Nightmare?

I had a dream last night about eating crackers, of all things. I don’t even like crackers! But in the dream, I had somehow devoured an entire Saltine without “realizing” it and then my husband had to stop me from eating more. And the dream’s biggest stressor was that I thought I had to start over with this month-long plan. Clearly I’m ready for Whole30 to be over!

That said, though, I’m more than ever looking forward to what our lifestyle/diet/nutrition will be beyond this. In many ways, the past two weeks have been about re-learning what we thought we knew about cooking, about food, and about vegetables. They aren’t so bad! Some are actually tasty! And many can be transformed or hidden in yummy things! I no longer think a grain-free diet would be that hard or that limiting. We’ve had plenty of tasty vegetable “sides” – one of the things I thought would be hardest.
────────────────────────────────────────
■ Written task ■
Please write out the part of the Whole30 dream post that opens with the words containing "That said, though, I’m" and closes with "would be hardest.", copying it word for word.

■ Dataset extract ■
────────────────────────────────────────
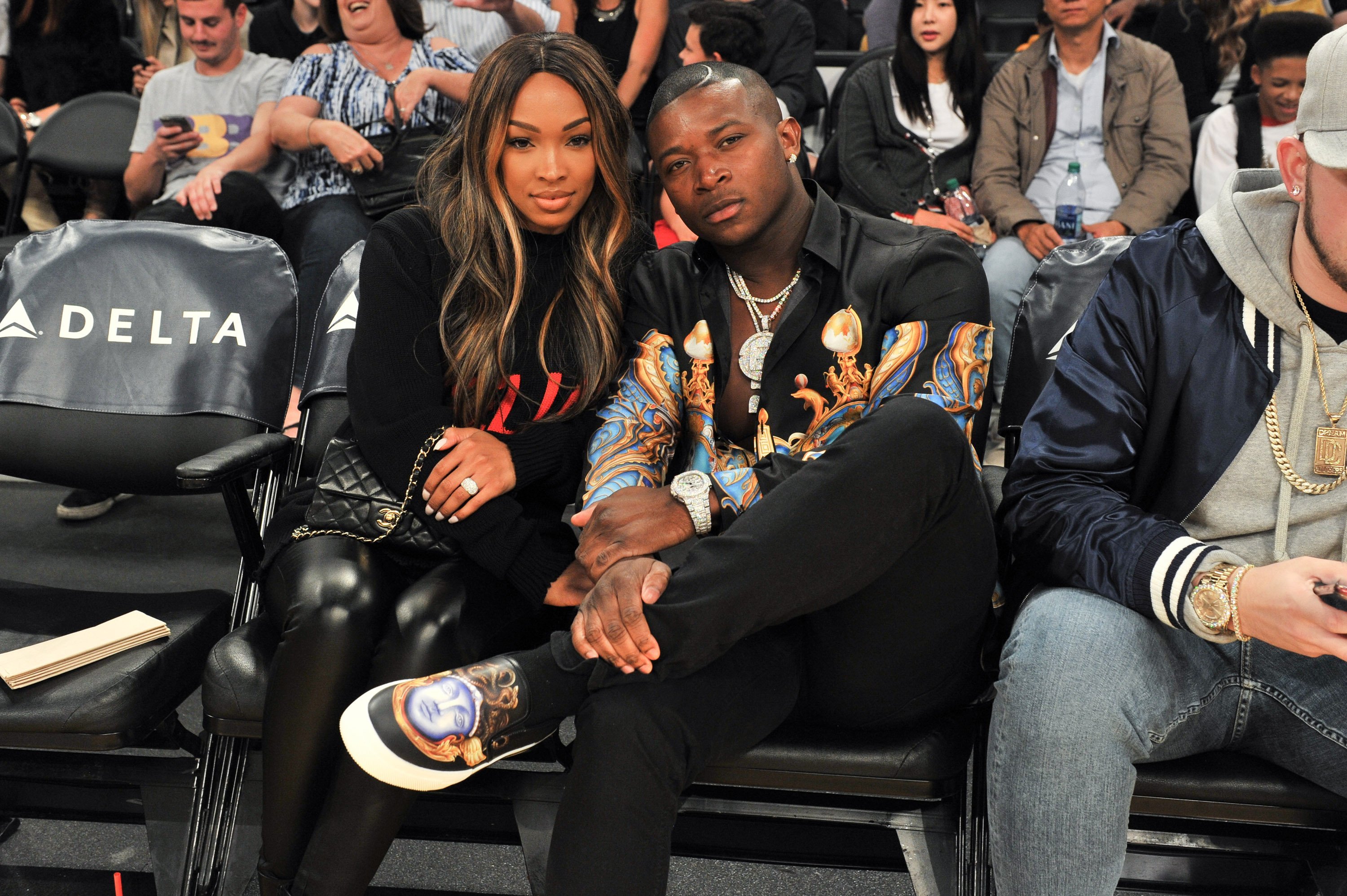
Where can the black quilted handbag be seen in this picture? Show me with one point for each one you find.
(351, 501)
(394, 185)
────────────────────────────────────────
■ Solution to this problem ■
That said, though, I’m more than ever looking forward to what our lifestyle/diet/nutrition will be beyond this. In many ways, the past two weeks have been about re-learning what we thought we knew about cooking, about food, and about vegetables. They aren’t so bad! Some are actually tasty! And many can be transformed or hidden in yummy things! I no longer think a grain-free diet would be that hard or that limiting. We’ve had plenty of tasty vegetable “sides” – one of the things I thought would be hardest.